━━━ EXERCISE MATERIAL
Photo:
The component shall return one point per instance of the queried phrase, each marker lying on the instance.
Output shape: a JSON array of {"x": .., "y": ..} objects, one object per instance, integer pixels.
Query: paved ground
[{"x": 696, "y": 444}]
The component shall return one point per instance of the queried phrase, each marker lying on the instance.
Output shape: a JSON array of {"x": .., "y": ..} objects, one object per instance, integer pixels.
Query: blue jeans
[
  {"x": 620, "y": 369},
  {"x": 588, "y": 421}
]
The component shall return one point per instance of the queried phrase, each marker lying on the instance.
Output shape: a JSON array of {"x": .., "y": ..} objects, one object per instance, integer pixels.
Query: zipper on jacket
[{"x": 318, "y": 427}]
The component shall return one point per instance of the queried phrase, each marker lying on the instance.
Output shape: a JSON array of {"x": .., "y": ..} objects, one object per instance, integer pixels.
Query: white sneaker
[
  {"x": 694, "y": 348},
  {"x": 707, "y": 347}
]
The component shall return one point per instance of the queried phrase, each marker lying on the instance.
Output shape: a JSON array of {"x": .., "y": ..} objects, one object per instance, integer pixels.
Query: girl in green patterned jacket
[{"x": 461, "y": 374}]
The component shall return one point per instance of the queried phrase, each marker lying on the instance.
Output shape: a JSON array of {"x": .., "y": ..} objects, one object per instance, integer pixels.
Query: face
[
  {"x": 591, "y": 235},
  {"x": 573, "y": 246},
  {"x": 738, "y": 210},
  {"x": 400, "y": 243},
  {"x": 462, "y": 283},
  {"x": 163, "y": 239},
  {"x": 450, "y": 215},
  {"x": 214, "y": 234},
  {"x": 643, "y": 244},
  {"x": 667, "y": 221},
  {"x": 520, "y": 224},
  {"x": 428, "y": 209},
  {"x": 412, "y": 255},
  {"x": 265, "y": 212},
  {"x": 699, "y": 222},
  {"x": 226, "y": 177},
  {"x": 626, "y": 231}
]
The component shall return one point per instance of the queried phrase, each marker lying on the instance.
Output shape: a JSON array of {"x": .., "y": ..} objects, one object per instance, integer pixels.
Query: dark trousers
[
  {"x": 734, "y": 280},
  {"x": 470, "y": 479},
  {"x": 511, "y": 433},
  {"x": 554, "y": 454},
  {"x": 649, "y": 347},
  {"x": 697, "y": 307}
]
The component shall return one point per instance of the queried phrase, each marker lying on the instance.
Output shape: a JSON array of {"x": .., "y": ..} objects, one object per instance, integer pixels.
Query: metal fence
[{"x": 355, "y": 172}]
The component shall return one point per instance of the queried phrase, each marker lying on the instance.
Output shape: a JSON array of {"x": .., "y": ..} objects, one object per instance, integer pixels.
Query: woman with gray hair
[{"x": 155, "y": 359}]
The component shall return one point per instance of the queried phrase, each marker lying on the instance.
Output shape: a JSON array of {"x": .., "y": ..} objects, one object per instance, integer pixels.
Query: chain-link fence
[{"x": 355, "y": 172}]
━━━━━━
WORK INSTRUCTIONS
Every entry above should come back exactly as written.

RESPONSE
Photo:
The component shall return one point per instance of the queried phrase, each marker lying on the instance.
Output shape: a JSON array of {"x": .., "y": ..} objects, one object per instance, integer pixels.
Query: paved ground
[{"x": 696, "y": 444}]
The component shall return one point per instance of the queried phrase, each marker lying on the instance.
Output shape: a JSON array of {"x": .., "y": ..} objects, one object per instance, integer pixels.
Query: blue jeans
[
  {"x": 620, "y": 369},
  {"x": 588, "y": 421}
]
The component shall return one point per instance of the queried phrase, each marker lying on the instance.
Output shape: a JSON array of {"x": .., "y": ..} objects, one object per instance, integer pixels.
Query: zipper on jacket
[{"x": 318, "y": 427}]
The component shall return one point per instance of the queried phrase, each marker lying on the instance.
Output shape: a JSON array of {"x": .., "y": ..} objects, one object per instance, integer pixels.
Query: white sneaker
[
  {"x": 694, "y": 348},
  {"x": 707, "y": 347}
]
The component shall return one point per instance of the queried phrase, each marker lying on the instance.
Output shape: a JSON array of {"x": .., "y": ..} objects, one object per instance, integer pixels.
Query: girl in green patterned jacket
[{"x": 461, "y": 374}]
The component shall return one point per instance of the queried phrase, each marker lying on the instance.
Output shape: a JSON array of {"x": .., "y": ..} objects, one object per instance, integer pixels.
Query: face
[
  {"x": 591, "y": 235},
  {"x": 573, "y": 246},
  {"x": 738, "y": 210},
  {"x": 400, "y": 243},
  {"x": 462, "y": 283},
  {"x": 163, "y": 239},
  {"x": 450, "y": 215},
  {"x": 214, "y": 234},
  {"x": 643, "y": 244},
  {"x": 667, "y": 221},
  {"x": 520, "y": 224},
  {"x": 428, "y": 209},
  {"x": 412, "y": 255},
  {"x": 265, "y": 212},
  {"x": 699, "y": 222},
  {"x": 226, "y": 177},
  {"x": 626, "y": 231}
]
The component shall return one point per instance of the queried phrase, each marker lying on the instance.
Output shape: a JSON array of {"x": .., "y": ..} objects, one object per instance, integer pixels.
Query: dark trousers
[
  {"x": 734, "y": 280},
  {"x": 470, "y": 479},
  {"x": 511, "y": 433},
  {"x": 554, "y": 454},
  {"x": 649, "y": 347},
  {"x": 697, "y": 307}
]
The component shall return one point per instance of the queried phrase, each marker lying on the instance.
Output shape: a JSON array of {"x": .., "y": ..} objects, one object per instance, integer pixels.
Query: metal fence
[{"x": 355, "y": 172}]
The component shall return one point per instance of the queried phrase, each marker lying on the instance.
Output shape: a JSON array of {"x": .., "y": ..} objects, one object per instance, integer pixels.
Query: woman with gray hair
[{"x": 155, "y": 359}]
The component shall return one point per instance of the queried phrase, each marker lying on the instance.
Output shape: a JSON array of {"x": .., "y": ..} objects, one object per instance, integer pixels.
Query: chain-link fence
[{"x": 355, "y": 172}]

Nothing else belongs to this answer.